--- START GIVEN TEXT ---
In co-pending U.S. Pat. No. 5,955,776 filed on May 16, 1997, herein incorporated by reference, a method and apparatus for manufacturing spherical-shaped semiconductor integrated circuit devices is disclosed. Although certain manufacturing methods for making and polishing spherical shaped substrates are disclosed in the above-referenced application, an improved method of making and polishing the spherical shaped substrates, which includes fewer defects and is more manufacturable, is desired. Furthermore, it is desired for the improved method to be relatively quick, yet still be very precise. Further still, it is desired for the improved method to support pipeline production techniques, instead of batch processing as is commonly used in conventional substrate manufacturing processes.

SUMMARY OF THE INVENTION

The present invention, accordingly, provides an apparatus and method for polishing spherical shaped devices. To this end, one embodiment provides a system including a carrier and an enclosure. The carrier has two projections so that when a device is placed between the projections, it contacts the carrier at two contact points. The enclosure matingly engages with the carrier so that it also contacts each device at two contact points. A movement system, such as a motor, provides relative movement between the carrier and the enclosure so that the four contact points polish each device. Also, the relative movement moves each device so that the device's entire outer surface is polished by the apparatus.

In another embodiment, the system includes a carrier, a half-enclosure and a rotating means. The carrier has two projections so that when a device is placed between the projections, it contacts the carrier at two contact points. The enclosure matingly engages with the carrier so that it also contacts each device at one contact point. The rotating means also matingly engages with the carrier so that it also contacts each device at one contact point. The motor provides relative movement between the carrier, the rotating means, and the enclosure so that the four contact points polish each device. Also, the relative movement, along with the rotating means, move each device so that the device's entire outer surface is polished by the apparatus.

In yet another embodiment, the system includes a carrier and two rotating means. The carrier has two projections so that when a device is placed between the projections, it contacts the carrier at two contact points. Each of the two rotating means also matingly engages with the carrier so that it also contacts each device at one contact point. The motor provides relative movement between the carrier and the two rotating means so that the four contact points polish each device. Also, the relative movement, along with the two rotating means, move each device so that the device's entire outer surface is polished by the apparatus.
--- END GIVEN TEXT ---
■ PROBLEM 1 ■
Please transcribe the patent excerpt starting at "In co-pending U.S." and ending at "substrate manufacturing processes.".
■ PROBLEM 2 ■
Answer these questions from the patent excerpt.
(a) On what date was co-pending U.S. Pat. No. 5,955,776 filed?
(b) In the first embodiment, at how many contact points does the enclosure touch each device?
(c) In the third embodiment, what does the system include besides the carrier?
Work only from the patent excerpt itself.
--- START PROVIDED RECORDS ---
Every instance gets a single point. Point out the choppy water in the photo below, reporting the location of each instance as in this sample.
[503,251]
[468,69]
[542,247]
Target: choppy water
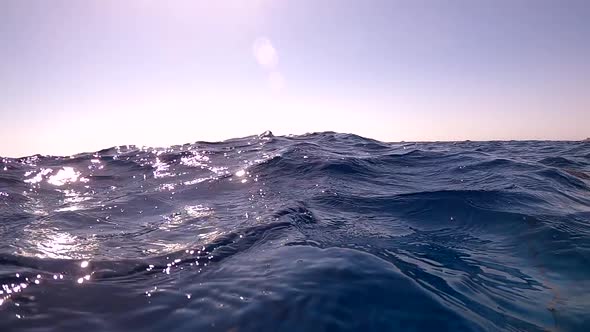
[321,232]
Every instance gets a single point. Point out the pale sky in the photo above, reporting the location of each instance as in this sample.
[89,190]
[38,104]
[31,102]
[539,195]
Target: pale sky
[78,76]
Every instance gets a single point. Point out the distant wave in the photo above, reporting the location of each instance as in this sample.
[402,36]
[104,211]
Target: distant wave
[319,232]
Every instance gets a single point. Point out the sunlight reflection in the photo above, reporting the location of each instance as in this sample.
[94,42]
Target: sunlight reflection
[65,176]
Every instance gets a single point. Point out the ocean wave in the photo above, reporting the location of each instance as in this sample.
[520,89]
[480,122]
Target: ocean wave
[324,231]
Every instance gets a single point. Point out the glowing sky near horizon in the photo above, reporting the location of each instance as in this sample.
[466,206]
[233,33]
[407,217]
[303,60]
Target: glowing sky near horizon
[79,76]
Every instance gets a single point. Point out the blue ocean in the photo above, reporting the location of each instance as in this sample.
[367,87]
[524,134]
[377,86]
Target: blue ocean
[318,232]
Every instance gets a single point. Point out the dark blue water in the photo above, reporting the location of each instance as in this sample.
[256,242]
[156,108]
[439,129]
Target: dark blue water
[321,232]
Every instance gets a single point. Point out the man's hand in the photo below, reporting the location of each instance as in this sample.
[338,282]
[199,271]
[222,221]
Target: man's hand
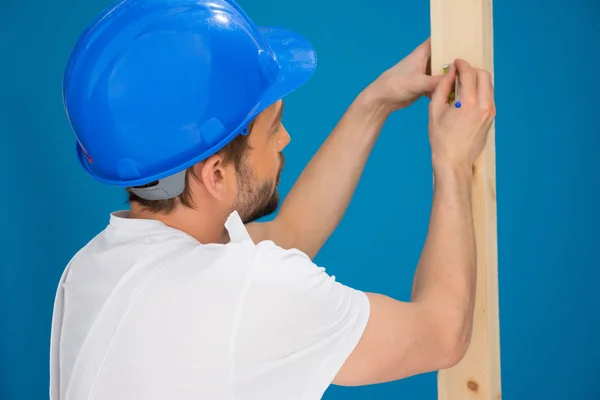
[458,135]
[405,82]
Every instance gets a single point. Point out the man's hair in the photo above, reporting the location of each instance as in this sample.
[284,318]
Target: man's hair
[233,152]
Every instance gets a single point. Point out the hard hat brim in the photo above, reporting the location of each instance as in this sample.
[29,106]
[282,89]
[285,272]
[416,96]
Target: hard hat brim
[296,62]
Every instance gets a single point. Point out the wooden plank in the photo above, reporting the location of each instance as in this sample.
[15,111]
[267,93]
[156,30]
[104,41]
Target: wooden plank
[464,29]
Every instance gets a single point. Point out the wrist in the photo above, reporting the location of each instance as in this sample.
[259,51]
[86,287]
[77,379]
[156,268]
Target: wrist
[453,171]
[369,102]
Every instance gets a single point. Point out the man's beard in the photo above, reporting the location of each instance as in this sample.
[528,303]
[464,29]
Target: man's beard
[256,199]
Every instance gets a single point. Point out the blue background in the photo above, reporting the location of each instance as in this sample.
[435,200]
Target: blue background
[548,179]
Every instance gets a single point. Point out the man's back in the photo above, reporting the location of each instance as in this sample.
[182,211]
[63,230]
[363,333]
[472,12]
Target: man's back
[151,313]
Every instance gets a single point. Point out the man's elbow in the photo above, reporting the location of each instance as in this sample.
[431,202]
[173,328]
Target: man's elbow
[456,341]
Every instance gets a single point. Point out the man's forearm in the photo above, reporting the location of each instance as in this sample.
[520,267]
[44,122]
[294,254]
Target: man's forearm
[445,279]
[320,196]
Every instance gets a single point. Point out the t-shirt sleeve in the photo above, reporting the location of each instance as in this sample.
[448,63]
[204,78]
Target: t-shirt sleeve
[295,327]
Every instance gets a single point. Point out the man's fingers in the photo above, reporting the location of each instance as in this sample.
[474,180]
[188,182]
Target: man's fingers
[440,95]
[467,77]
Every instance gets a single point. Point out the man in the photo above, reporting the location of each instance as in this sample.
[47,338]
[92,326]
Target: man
[186,295]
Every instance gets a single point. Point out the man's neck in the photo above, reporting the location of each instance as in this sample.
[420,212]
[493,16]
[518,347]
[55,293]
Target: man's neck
[204,227]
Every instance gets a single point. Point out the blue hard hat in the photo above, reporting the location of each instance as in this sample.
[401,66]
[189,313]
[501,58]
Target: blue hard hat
[153,87]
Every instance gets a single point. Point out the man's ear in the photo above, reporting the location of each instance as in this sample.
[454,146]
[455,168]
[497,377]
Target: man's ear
[213,175]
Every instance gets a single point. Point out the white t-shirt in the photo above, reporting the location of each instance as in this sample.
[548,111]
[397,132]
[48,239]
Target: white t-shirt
[144,311]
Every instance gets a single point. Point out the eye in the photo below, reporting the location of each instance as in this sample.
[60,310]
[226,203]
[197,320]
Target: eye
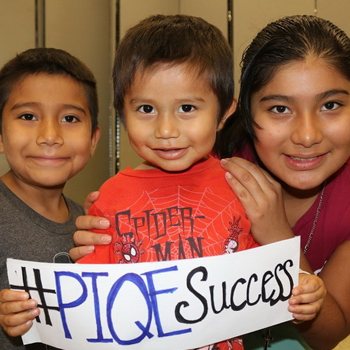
--- END PROVIDED RECORDS ---
■ EXERCISE OUTPUT 1 ■
In co-pending U.S. Pat. No. 5,955,776 filed on May 16, 1997, herein incorporated by reference, a method and apparatus for manufacturing spherical-shaped semiconductor integrated circuit devices is disclosed. Although certain manufacturing methods for making and polishing spherical shaped substrates are disclosed in the above-referenced application, an improved method of making and polishing the spherical shaped substrates, which includes fewer defects and is more manufacturable, is desired. Furthermore, it is desired for the improved method to be relatively quick, yet still be very precise. Further still, it is desired for the improved method to support pipeline production techniques, instead of batch processing as is commonly used in conventional substrate manufacturing processes.

■ EXERCISE OUTPUT 2 ■
(a) May 16, 1997
(b) Two
(c) Two rotating means